§ PASSAGE GIVEN
/---

Sultan of the Adal Sultanate
- Reign: 1422/23-1424
- Predecessor: Sabr ad-Din III
- Successor: Jamal ad-Din II
- Died: 1424
- Dynasty: Walashma dynasty
- Religion: Islam

= Mansur ad-Din of Adal =

2nd Sultan of the Sultanate of Adal

Mansur ad-Din (منصور الدين) (died 1424) was a Sultan of the Adal Sultanate. He was the son of Sa'ad ad-Din II.

==Reign==
After his reconquest of Adal, Sabr ad-Din III died of natural causes in 1422. Sultan Mansur succeeded the throne and enjoyed the support of his brother Muhammad.

Early in his reign he launched an expedition against an Ethiopian Christian monarch, Emperor Dawit I and drove him to Yedaya which was described as his royal seat, destroyed the Solomonic army, where according to Maqrizi, Dawit was captured and killed. His death however presumed to be an event of major importance, is not recorded by the Ethiopian Chronicles. The Ethiopian historian Taddesse Tamrat argues it's because the Ethiopian royal chronicles often deliberately attempted to suppress the violent deaths of the kings whose reigns they extol.

\---

§ DIRECTIVE
Extend the account of Mansur ad-Din's reign, picking up after its final sentence.

§ PROVIDED INFORMATION
/---

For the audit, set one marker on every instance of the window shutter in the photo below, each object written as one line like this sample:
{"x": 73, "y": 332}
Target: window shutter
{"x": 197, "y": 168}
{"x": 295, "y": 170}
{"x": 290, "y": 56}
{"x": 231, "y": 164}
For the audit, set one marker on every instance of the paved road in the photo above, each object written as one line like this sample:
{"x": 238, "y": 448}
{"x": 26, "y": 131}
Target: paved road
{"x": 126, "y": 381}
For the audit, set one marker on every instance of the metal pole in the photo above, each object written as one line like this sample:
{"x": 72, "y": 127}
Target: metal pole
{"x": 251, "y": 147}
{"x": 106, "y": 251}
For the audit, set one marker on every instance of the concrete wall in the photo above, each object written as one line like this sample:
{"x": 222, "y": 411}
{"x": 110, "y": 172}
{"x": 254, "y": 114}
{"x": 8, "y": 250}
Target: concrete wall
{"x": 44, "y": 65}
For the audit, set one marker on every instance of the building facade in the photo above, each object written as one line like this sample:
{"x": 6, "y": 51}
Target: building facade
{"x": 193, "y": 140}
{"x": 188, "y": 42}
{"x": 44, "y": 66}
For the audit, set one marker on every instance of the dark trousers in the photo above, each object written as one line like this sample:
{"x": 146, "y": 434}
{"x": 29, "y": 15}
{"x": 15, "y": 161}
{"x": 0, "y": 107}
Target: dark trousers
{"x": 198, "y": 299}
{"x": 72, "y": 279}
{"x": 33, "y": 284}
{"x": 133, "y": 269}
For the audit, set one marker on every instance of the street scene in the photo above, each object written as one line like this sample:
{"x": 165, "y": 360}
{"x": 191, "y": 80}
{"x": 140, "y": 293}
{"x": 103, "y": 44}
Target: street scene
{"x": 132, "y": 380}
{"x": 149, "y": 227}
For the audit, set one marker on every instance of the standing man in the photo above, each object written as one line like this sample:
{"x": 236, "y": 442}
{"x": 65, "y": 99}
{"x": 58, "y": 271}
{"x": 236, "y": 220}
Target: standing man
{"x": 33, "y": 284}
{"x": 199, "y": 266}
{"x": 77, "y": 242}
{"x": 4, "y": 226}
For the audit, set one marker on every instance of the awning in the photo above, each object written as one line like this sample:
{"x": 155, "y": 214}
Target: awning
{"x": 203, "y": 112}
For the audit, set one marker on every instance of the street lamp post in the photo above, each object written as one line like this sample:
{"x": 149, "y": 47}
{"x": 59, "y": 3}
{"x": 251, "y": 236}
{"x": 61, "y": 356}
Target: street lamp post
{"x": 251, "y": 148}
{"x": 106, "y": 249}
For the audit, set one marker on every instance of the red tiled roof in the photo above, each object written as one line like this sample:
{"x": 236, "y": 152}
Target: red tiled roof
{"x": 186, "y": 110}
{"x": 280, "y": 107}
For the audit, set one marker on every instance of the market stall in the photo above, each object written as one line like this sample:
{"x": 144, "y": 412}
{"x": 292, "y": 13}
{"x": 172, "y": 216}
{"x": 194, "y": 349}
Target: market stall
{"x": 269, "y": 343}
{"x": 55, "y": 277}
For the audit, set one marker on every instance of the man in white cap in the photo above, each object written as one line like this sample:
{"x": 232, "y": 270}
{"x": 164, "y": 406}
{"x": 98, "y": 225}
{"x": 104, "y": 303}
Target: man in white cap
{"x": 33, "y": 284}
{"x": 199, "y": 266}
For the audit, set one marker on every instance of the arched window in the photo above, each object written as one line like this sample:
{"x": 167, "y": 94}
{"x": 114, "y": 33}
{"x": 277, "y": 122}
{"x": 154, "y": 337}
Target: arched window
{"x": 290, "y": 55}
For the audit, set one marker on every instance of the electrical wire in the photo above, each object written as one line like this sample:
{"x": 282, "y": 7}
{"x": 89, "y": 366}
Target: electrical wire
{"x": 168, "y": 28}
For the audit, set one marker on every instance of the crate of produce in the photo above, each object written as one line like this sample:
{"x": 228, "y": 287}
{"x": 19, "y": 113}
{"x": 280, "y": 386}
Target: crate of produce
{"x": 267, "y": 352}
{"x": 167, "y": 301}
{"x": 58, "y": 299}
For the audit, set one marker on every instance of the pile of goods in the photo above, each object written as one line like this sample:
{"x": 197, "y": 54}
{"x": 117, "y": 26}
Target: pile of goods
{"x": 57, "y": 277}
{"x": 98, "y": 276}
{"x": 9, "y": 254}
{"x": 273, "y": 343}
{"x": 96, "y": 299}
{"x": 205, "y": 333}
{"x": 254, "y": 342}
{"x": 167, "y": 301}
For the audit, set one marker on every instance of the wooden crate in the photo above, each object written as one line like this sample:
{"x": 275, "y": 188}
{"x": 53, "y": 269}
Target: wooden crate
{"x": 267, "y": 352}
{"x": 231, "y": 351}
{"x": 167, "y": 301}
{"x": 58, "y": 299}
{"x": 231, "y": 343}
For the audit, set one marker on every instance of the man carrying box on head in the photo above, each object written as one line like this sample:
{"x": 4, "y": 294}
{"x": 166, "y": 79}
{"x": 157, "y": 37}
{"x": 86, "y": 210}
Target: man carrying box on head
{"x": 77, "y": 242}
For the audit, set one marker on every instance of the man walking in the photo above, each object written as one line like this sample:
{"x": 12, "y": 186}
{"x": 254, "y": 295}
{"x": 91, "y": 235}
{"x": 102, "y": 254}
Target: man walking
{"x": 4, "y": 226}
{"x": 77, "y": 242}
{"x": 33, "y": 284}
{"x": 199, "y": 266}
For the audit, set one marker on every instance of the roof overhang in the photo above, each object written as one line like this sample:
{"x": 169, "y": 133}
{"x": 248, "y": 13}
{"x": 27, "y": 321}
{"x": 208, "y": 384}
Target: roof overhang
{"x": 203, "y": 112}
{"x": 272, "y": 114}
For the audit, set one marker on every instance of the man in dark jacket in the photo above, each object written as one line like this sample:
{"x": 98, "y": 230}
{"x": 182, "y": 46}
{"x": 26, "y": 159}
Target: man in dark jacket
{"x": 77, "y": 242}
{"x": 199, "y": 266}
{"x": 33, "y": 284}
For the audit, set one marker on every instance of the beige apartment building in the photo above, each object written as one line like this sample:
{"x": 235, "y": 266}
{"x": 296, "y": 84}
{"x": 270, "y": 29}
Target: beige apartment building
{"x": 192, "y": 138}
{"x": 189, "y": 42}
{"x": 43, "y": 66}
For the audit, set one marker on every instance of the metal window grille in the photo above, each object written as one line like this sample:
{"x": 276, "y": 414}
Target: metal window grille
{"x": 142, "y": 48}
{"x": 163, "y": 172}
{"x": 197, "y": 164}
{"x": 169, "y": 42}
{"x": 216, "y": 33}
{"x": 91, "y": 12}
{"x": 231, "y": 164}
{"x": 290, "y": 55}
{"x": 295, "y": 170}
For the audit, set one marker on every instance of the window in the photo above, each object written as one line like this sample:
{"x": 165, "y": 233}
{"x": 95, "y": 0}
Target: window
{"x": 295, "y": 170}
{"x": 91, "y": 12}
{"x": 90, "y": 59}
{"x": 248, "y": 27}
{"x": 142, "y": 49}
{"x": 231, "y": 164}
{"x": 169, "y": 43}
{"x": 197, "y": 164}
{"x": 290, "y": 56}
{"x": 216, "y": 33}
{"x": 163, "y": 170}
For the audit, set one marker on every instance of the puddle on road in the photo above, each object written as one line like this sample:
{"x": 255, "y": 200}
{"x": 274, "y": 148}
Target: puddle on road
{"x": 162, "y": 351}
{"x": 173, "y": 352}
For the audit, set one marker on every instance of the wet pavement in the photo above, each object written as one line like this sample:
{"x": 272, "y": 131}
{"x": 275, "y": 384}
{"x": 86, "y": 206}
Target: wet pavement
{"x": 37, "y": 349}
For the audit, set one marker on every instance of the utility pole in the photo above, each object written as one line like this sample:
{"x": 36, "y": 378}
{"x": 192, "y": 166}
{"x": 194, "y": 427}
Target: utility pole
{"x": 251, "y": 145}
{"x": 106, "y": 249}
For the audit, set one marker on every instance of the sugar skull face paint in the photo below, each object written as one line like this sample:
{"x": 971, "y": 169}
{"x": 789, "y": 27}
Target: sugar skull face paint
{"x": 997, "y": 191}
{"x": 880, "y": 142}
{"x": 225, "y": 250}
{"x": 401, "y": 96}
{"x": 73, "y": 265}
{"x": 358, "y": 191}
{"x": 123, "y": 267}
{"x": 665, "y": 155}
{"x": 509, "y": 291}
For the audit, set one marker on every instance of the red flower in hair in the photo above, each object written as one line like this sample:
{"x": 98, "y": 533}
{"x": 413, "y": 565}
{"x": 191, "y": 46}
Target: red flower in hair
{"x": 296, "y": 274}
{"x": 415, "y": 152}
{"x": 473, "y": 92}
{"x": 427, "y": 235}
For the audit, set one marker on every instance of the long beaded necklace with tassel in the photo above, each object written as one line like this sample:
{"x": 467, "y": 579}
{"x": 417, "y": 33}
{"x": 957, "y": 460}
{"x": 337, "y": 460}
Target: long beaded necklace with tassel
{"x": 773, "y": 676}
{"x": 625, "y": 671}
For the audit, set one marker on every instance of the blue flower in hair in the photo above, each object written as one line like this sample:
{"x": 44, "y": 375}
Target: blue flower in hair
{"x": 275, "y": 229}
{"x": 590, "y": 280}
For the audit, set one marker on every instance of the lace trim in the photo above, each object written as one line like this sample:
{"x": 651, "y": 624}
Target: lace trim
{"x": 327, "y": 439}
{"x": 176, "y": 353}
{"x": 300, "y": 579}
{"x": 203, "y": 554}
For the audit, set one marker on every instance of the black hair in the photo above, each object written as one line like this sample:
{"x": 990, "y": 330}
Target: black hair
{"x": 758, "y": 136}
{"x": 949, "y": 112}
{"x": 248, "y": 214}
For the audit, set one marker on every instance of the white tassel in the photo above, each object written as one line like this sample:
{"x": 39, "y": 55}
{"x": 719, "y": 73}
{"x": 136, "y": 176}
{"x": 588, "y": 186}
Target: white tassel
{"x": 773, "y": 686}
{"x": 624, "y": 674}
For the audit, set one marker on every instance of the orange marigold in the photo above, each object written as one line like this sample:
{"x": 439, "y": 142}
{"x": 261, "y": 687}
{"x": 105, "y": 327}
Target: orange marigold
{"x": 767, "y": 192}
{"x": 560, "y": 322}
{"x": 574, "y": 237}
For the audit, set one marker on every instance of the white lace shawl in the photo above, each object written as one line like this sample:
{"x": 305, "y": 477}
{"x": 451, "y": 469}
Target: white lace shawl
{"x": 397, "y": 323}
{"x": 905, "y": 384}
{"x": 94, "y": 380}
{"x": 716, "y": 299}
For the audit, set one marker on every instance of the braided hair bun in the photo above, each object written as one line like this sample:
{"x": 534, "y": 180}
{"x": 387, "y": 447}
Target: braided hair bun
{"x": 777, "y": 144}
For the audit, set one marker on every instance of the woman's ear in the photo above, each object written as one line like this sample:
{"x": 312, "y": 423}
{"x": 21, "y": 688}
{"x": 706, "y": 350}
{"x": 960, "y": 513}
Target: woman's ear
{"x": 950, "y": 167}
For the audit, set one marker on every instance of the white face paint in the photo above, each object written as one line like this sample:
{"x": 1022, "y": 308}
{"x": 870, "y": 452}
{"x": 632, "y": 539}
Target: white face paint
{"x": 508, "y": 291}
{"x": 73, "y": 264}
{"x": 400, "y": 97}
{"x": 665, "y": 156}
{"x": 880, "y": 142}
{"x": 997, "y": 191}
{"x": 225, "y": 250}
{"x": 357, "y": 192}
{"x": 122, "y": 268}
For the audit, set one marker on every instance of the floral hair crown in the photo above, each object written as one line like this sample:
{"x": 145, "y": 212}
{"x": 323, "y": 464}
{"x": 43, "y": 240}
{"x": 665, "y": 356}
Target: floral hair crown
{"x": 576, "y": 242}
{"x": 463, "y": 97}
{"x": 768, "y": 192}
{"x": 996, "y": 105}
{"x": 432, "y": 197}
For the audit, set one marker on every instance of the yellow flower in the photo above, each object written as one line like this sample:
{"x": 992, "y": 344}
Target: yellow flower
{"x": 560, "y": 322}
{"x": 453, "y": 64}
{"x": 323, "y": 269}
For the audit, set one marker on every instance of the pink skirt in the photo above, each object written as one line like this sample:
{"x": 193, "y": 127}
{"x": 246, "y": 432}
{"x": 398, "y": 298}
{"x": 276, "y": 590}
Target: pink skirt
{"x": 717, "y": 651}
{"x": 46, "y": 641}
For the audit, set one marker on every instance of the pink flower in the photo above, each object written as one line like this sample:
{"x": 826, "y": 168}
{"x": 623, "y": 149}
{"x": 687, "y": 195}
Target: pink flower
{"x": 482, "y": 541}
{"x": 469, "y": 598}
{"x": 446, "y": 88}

\---

§ THE RESULT
Mansur later made his way towards to the Moha mountains where he surrounded a considerable imperial force of 30,000 soldiers. He besieged them for two months by the end of which they were suffering from hunger and thirst. He then offered them an ultimatum of embracing Islam or return to their homes. Some 10,000 men accepted the new faith of Islam; the remaining ones went home.

== Death ==
Soon after this the fortunes of war again changed. In 1424 another Christian monarch, Emperor Yeshaq I, set forth with a huge army which Maqrizi likens to a swarm of locusts. The christian troops were also trained by fugitive Mamluk who taught them the secrets of Greek fire. Mansur and his brother Muhammad were captured, and their brother Jamal ad-Din succeeded them on the throne immediately afterwards.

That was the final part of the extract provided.